Un leone a Culver City - Victor Sjöström, sometimes Seastrom


THE WIND, a masterpiece

Fra gli ultimi capolavori del cinema silenzioso negli Stati Uniti, accanto a La folla (1928) di Vidor, Sinfonia nuziale (1927-28) di Stroheim, Aurora (1927) di Murnau; e Il circo (1928) di Chaplin, un altro ancora venne prodotto dalla M.G.M.: The Wind (Il vento, 1928) di Victor Sjostrom (Seastrom). Ma prima di riuscire a dirigerlo, lo svedese doveva dedicarsi anche lui ad altre esperienze, certo secondarie in senso assoluto, ma ugualmente interessanti. Due film soprattutto meritano di essere ricordati: The Scarlett Letter ("La lettera rossa", 1926) e Masks of the Devil (La maschera del diavolo, 1928), tratti rispettivamente dai romanzi di Nathaniel Hawthorne e di Jacob Wassermann.
Il primo (grazie al quale Sjostrom fu giudicato nel 1947 uno dei dieci migliori registi del momento) era un accurato e spesso ispirato film in costume, sorretto fra l'altro da una risentita interpretazione della Gish - all'apice della carriera - (accanto alla quale era Lars Hanson), ma finiva in sostanza per strozzare in due ore di proiezione, puntellate da non poche e prolisse didascalie, le profonde risonanze del grande romanzo; il secondo - di solito ignorato o trascurato dai manuali di storia del cinema, forse perché meno vistoso del precedente non mancava certo di coraggio e di spregiudicatezza, narrando - pur se m un clima da realtà romanzesca - la. cupa vicenda di un "viveur" viennese (John Gilbert) convinto di aver assunto - a un certo momento della sua vita dissoluta - le sembianze del demonio: entrambi i film comunque riuscivano a staccarsi dal livello della produzione corrente, con un linguaggio di notevole raffinatezza, che nei più bei momenti creava intorno ai personaggi - sempre agitati da complessi problemi di coscienza - un'atmosfera di intensa suggestione. Ma è con Il vento che Sjostrom diede forse il meglio di sé in America.

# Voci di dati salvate
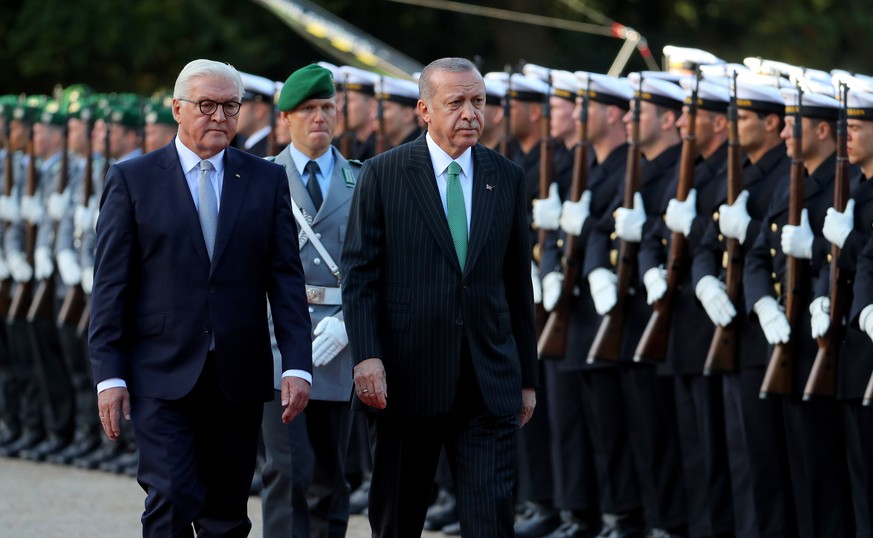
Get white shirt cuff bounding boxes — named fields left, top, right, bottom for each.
left=97, top=377, right=127, bottom=394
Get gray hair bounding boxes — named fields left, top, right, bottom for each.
left=418, top=58, right=482, bottom=103
left=173, top=59, right=245, bottom=101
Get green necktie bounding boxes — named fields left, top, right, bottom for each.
left=446, top=161, right=467, bottom=271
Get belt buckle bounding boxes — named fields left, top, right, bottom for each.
left=306, top=286, right=324, bottom=304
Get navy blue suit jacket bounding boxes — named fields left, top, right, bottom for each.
left=89, top=143, right=312, bottom=402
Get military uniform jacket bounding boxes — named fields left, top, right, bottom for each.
left=691, top=144, right=791, bottom=368
left=274, top=147, right=361, bottom=401
left=540, top=140, right=628, bottom=370
left=639, top=142, right=727, bottom=375
left=743, top=155, right=836, bottom=394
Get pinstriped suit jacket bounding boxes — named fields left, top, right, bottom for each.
left=341, top=135, right=537, bottom=416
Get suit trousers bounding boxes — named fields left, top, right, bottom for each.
left=131, top=354, right=263, bottom=538
left=722, top=367, right=797, bottom=538
left=369, top=342, right=521, bottom=538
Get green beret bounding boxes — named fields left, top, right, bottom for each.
left=279, top=64, right=336, bottom=112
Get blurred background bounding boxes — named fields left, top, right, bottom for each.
left=0, top=0, right=873, bottom=95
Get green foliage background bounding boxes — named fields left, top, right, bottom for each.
left=0, top=0, right=873, bottom=94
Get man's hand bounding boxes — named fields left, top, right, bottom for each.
left=282, top=375, right=311, bottom=424
left=518, top=389, right=537, bottom=428
left=97, top=387, right=130, bottom=441
left=355, top=358, right=388, bottom=409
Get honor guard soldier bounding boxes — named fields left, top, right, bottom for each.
left=334, top=65, right=379, bottom=161
left=375, top=76, right=421, bottom=148
left=810, top=77, right=873, bottom=536
left=635, top=73, right=733, bottom=536
left=233, top=73, right=276, bottom=157
left=743, top=81, right=852, bottom=537
left=692, top=72, right=796, bottom=536
left=262, top=64, right=360, bottom=538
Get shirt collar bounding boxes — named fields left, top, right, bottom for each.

# COSA SI CHIEDE
**A.** Elenca tutti i film che il brano su Victor Sjöström indica come ultimi capolavori del cinema silenzioso negli Stati Uniti, con anno e regista.
**B.** Trascrivi fedelmente il tratto del brano su Victor Sjöström che va dalle parole "Fra gli ultimi" fino alle parole "di Jacob Wassermann.", entrambe comprese.

# RISPOSTE FORNITE
**A.**
- La folla (1928) di Vidor
- Sinfonia nuziale (1927-28) di Stroheim
- Aurora (1927) di Murnau
- Il circo (1928) di Chaplin
- The Wind (Il vento, 1928) di Victor Sjostrom (Seastrom)

**B.**
Fra gli ultimi capolavori del cinema silenzioso negli Stati Uniti, accanto a La folla (1928) di Vidor, Sinfonia nuziale (1927-28) di Stroheim, Aurora (1927) di Murnau; e Il circo (1928) di Chaplin, un altro ancora venne prodotto dalla M.G.M.: The Wind (Il vento, 1928) di Victor Sjostrom (Seastrom). Ma prima di riuscire a dirigerlo, lo svedese doveva dedicarsi anche lui ad altre esperienze, certo secondarie in senso assoluto, ma ugualmente interessanti. Due film soprattutto meritano di essere ricordati: The Scarlett Letter ("La lettera rossa", 1926) e Masks of the Devil (La maschera del diavolo, 1928), tratti rispettivamente dai romanzi di Nathaniel Hawthorne e di Jacob Wassermann.